Reading passage:
——————
A medical drama in bad need of a script doctor: Joby Harold’s Awake

Awake left me wondering how the film was ever made. Directed and written by first-timer Joby Harold, Awake takes as its premise the sad fact that out of 21 million operations involving anesthesia, roughly 30,000 patients never actually lose consciousness although their bodies are paralyzed. So they get to experience every aspect (the fear and the extreme pain) of the operation from a perspective of extreme powerlessness. So, what would happen if the patient undergoing a heart transplant operation was a “whiz kid of Wall Street,” one of the most wealthy young men in New York City? What if you could get the former Anakin Skywalker or Hayden Christenson for the part? And then, what if he hears that the doctors plan on killing him during the operation?

An interesting premise, surely, but something went wrong in the production of this film. I was initially impressed by the white filtered cinematography of the opening scene where the camera looks directly down upon Clay Beresford (Christenson) as he lies staring straight up from a bathtub. As the opening credits finish, one notices that he’s actually underwater and holding his breath for about a minute. The scene leaves open the question--why? As an image it prepares the audience for his helplessness later under anesthesia, but as an opening scene, it doesn’t make much sense. Then Sam (Jessica Alba) shows up, leans over the tub, and they kiss. It turns out that Clay does not want to acknowledge his relationship with Sam to his mother because Sam’s just an assistant in the firm, and he owns half of Manhattan. Sam, naturally, does not care for this class neglect, but he’s worth more than a 100 million dollars, so she grins and bears it.

Meanwhile, Clay needs a heart transplant operation. His manipulative mother (Lena Olin) wants the next surgeon general to perform the surgery, while Clay wants his good buddy Dr. Jack Harper (Terrence Howard) to operate instead, in part because he saved his life during an earlier heart attack. But Dr. Harper has had four malpractice lawsuits just because, as he says, people “don’t know what to do with their grief” after his patients die. Soon enough, one night, the donor’s heart arrives, Clay lies down on the operating table, and then, one hour into the film, the script really gets extravagantly flamboyant.

Since I don’t want to spoil the storyline, I can only hint of what goes wrong, but one can start with Clay. The man may be conscious, but he’s also paralyzed. He may hear ominous things coming from the doctors, but he’s can’t do anything except say stuff like “Just focus” and “They are trying to kill me!” in an unintentionally comic voiceover. Secondly, the film has a hard time maintaining its tone. While the doctors act like they’re in a gritty noir crime film, Clay’s story drifts dangerously close to soap opera melodrama. Thirdly, the film’s point of view shifts from Clay’s perspective under the knife to his memories (mostly of Sam), and then to various characters out in the waiting room. In terms of script conventions, Clay should turn into some sort of action figure, fighting for his life, but he’s still paralyzed, so he imagines himself in his hospital scrubs visiting various characters, exhorting them to help out. At other times, he revisits his past like Scrooge in Dickens’ A Christmas Carol, bemoaning his mistakes. Lastly, the operation itself appears ridiculously casual, with no hospital oversight. Someone waltzes in with the heart in a cooler and the doctors stand around like amateurs as one unlikely plot contrivance piles on another.

Ultimately, the film strains credulity, calls attention to its cheap devices for suspense and plot twists, and completely undermines itself, which is a shame, because the first half isn’t that bad, and none of the actors deserves the professional embarrassment. Awake reminds one of the necessity of good writing from beginning to end when one makes a psychological thriller. One little misstep, and the whole operation comes crashing down.
——————
Data to examine:

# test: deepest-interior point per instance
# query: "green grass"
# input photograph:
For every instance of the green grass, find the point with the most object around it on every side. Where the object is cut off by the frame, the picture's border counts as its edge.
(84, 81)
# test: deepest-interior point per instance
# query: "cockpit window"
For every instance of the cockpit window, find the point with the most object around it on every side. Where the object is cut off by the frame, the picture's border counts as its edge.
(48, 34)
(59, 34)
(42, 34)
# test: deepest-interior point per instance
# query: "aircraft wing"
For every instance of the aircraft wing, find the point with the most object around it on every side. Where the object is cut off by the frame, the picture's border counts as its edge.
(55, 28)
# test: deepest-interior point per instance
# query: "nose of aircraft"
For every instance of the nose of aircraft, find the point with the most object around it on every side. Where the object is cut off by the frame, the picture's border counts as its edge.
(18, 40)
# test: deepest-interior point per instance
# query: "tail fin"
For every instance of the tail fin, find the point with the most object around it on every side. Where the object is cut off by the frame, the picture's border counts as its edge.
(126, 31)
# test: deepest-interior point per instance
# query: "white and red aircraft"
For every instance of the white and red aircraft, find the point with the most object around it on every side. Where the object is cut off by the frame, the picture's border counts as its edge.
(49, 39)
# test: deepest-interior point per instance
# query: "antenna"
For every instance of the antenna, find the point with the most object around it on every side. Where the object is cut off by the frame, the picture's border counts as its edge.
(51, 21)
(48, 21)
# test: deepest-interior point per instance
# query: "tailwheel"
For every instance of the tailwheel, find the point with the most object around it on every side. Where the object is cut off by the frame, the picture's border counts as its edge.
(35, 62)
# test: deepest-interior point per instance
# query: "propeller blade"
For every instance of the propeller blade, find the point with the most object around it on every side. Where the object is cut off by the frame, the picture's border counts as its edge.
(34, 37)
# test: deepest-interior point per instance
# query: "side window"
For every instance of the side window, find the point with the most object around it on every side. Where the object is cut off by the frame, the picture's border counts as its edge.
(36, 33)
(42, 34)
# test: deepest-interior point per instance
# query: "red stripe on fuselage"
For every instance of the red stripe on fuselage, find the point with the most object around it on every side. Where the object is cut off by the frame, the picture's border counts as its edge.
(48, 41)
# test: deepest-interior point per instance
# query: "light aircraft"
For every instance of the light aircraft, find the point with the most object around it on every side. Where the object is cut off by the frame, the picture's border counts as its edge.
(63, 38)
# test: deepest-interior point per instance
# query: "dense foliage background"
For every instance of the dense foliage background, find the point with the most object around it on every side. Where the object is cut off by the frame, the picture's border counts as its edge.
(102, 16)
——————
Tasks for this exercise:
**1)** According to the review of Awake, roughly how many patients out of 21 million operations involving anesthesia never actually lose consciousness?
**2)** Rewrite the paragraph of the review of Awake that begins "Meanwhile, Clay needs a heart transplant operation" in a shorter form that keeps its main facts.
**3)** Write out the passage of the review of Awake starting with "Awake left me" and going on through "during the operation?".

Solutions by task:
**1)** Roughly 30,000.

**2)** Clay needs a heart transplant. His manipulative mother (Lena Olin) wants the next surgeon general to operate. Clay wants his friend Dr. Jack Harper (Terrence Howard), partly because Harper saved his life during an earlier heart attack. Harper has faced four malpractice lawsuits, which he blames on grieving families. One night the donor's heart arrives and Clay goes onto the operating table. An hour into the film, the script becomes extravagantly flamboyant.

**3)**
Awake left me wondering how the film was ever made. Directed and written by first-timer Joby Harold, Awake takes as its premise the sad fact that out of 21 million operations involving anesthesia, roughly 30,000 patients never actually lose consciousness although their bodies are paralyzed. So they get to experience every aspect (the fear and the extreme pain) of the operation from a perspective of extreme powerlessness. So, what would happen if the patient undergoing a heart transplant operation was a “whiz kid of Wall Street,” one of the most wealthy young men in New York City? What if you could get the former Anakin Skywalker or Hayden Christenson for the part? And then, what if he hears that the doctors plan on killing him during the operation?